Short problem 1:
In the records, from the line containing "Help me find the small" through the line containing "[0,243,28,281]", inclusive, what do you get if you write out every line again, requests included, but multiply each bounding-box coordinate in the answers by 1.9 and round to whole numbers, with halves rounded up? Give only those lines.

::: Selected passage :::

# new way to feed out my ff



## Jenn (May 9, 2007)

Found a new way to feed out my ff. The new mantids I got are so small and when I open the cover the are trying to get out. I had some hair color applicator bottles (new not used) and started a culture right in it. This way I can feed in a little hole made in the top of the mantis house and put a foam plug in when done.


----------



## Peekaboo (May 9, 2007)

Have you begun feeding with this method, or are the cultures still cultivating?


----------



## ABbuggin (May 9, 2007)

I like it!

I just pour my flies into a funnel that is over a smal vial...but I may have to try your idea!


----------



## ABbuggin (May 9, 2007)

The only problem I see with the bottles is the ease of cleaning.

The tops are skinny...Jenn do they make those bottles with a wider top?

Thanks,

AB


----------



## Rick (May 10, 2007)

Pretty good idea. I use a funnel as well. You may have issues with cleaning but I think thats a minor issue. Is there any ventilation for the flies? The deli cups have the mesh covered holes but these look sealed. I just recently tried using that excelsior in my fruit fly cultures but I will never use it again.


----------



## Jenn (May 10, 2007)

The cultures are new. For now i have been putting flys from my deli cup containers in an empty one with a funnel to feed. The bottle look skinny but works fine. I don't think you would want a wider top, the fly would come out to fast... As for cleaning, a small bottle brush, like the ones for animal water bottles works well to clean them out.

::: Provided records :::

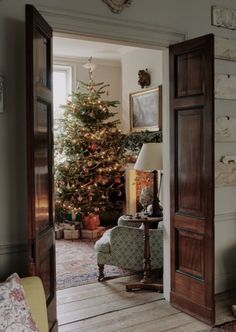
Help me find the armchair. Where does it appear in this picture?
[95,218,163,281]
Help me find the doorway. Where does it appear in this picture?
[53,34,163,289]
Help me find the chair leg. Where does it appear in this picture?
[98,264,104,281]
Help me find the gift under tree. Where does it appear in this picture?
[55,58,125,228]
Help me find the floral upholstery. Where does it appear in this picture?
[95,221,163,271]
[0,273,39,332]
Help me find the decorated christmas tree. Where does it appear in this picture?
[55,58,125,221]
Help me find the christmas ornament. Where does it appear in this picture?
[114,177,121,184]
[84,214,100,230]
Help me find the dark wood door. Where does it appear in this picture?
[170,35,215,323]
[26,5,57,331]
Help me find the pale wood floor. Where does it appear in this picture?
[57,276,236,332]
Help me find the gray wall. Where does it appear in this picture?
[0,0,236,277]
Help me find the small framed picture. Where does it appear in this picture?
[0,74,4,113]
[130,85,162,131]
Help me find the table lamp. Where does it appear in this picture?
[134,143,163,217]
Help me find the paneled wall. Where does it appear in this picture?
[215,44,236,293]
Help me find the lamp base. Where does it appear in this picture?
[149,197,163,217]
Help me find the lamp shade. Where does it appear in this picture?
[134,143,163,171]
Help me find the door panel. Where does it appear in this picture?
[26,5,57,331]
[170,35,215,323]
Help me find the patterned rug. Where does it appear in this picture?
[56,239,132,290]
[210,320,236,332]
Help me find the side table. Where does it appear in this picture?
[126,217,163,292]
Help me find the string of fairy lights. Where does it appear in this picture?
[55,58,125,215]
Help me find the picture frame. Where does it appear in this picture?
[129,85,162,132]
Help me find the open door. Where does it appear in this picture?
[170,35,215,324]
[26,5,57,331]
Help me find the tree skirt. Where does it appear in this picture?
[210,320,236,332]
[56,239,132,290]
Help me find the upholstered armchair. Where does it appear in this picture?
[95,218,163,281]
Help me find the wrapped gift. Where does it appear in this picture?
[84,214,100,230]
[81,226,106,239]
[63,221,79,230]
[64,229,80,240]
[55,224,64,240]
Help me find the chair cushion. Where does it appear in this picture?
[0,273,39,332]
[94,229,111,253]
[20,277,48,332]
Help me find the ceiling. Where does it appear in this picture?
[53,36,136,61]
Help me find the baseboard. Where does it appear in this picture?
[0,243,28,281]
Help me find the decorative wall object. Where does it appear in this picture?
[212,6,236,30]
[103,0,132,14]
[215,74,236,100]
[0,75,4,113]
[215,161,236,187]
[138,69,151,89]
[130,86,162,131]
[215,37,236,61]
[220,156,236,164]
[215,116,236,142]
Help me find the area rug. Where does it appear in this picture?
[210,320,236,332]
[56,239,132,290]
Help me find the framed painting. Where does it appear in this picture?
[130,85,162,131]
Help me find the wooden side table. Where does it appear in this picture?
[126,217,163,292]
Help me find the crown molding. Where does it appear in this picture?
[53,55,121,67]
[38,6,187,49]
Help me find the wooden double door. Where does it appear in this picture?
[26,5,214,331]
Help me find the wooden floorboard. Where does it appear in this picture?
[57,276,211,332]
[57,275,236,332]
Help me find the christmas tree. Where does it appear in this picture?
[55,58,125,221]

:::

Short problem 2:
Rewrite the part of the fruit fly thread that opens with the words containing "# new way to" and closes with "Peekaboo (May 9, 2007)", replacing "foam plug" with "cotton plug".

Exercise solution 1:
Help me find the small framed picture. Where does it appear in this picture?
[0,141,8,215]
[247,162,308,249]
Help me find the table lamp. Where does it appear in this picture?
[255,272,310,412]
Help me find the paneled wall. Where does it appear in this picture?
[409,84,448,557]
Help me find the lamp base. Where does it appear in this picture?
[283,374,310,412]
Help me find the lamp shade. Where does it appear in this picture?
[255,272,310,325]
Help me find the door panel. Where does it appear in this picture?
[49,10,108,629]
[323,67,409,614]
Help me find the patterned rug. Where does it appear in this picture?
[106,454,251,551]
[399,608,448,631]
Help me find the side table. Where does it appear in this picture?
[239,412,310,555]
Help me find the string of fairy lights. Where does it appear in this picture?
[105,110,238,409]
Help me find the picture frame. Where does it appear in this picture?
[245,162,308,251]
Help me find the open door. Where does it appear in this picture?
[323,67,409,616]
[49,10,108,629]
Help me find the tree skirt. Where does it appear in this picture?
[399,608,448,631]
[106,454,251,551]
Help me find the upholstered armchair. Where does it appear in this picture?
[181,414,310,534]
Help me find the wrapped gift. Where does it appear in this picture?
[160,407,190,437]
[154,429,201,454]
[120,420,150,437]
[122,435,152,456]
[105,426,122,456]
Help me find the chair cushion. Where does it appear in this picture?
[0,519,74,631]
[179,435,211,481]
[38,526,91,631]
Help me find the ceiling. Where does it appear in this picture?
[101,68,258,116]
Help me find the baseboard. Where does it appear in this picture?
[0,462,53,534]

Exercise solution 2:
# new way to feed out my ff



## Jenn (May 9, 2007)

Found a new way to feed out my ff. The new mantids I got are so small and when I open the cover the are trying to get out. I had some hair color applicator bottles (new not used) and started a culture right in it. This way I can feed in a little hole made in the top of the mantis house and put a cotton plug in when done.


----------



## Peekaboo (May 9, 2007)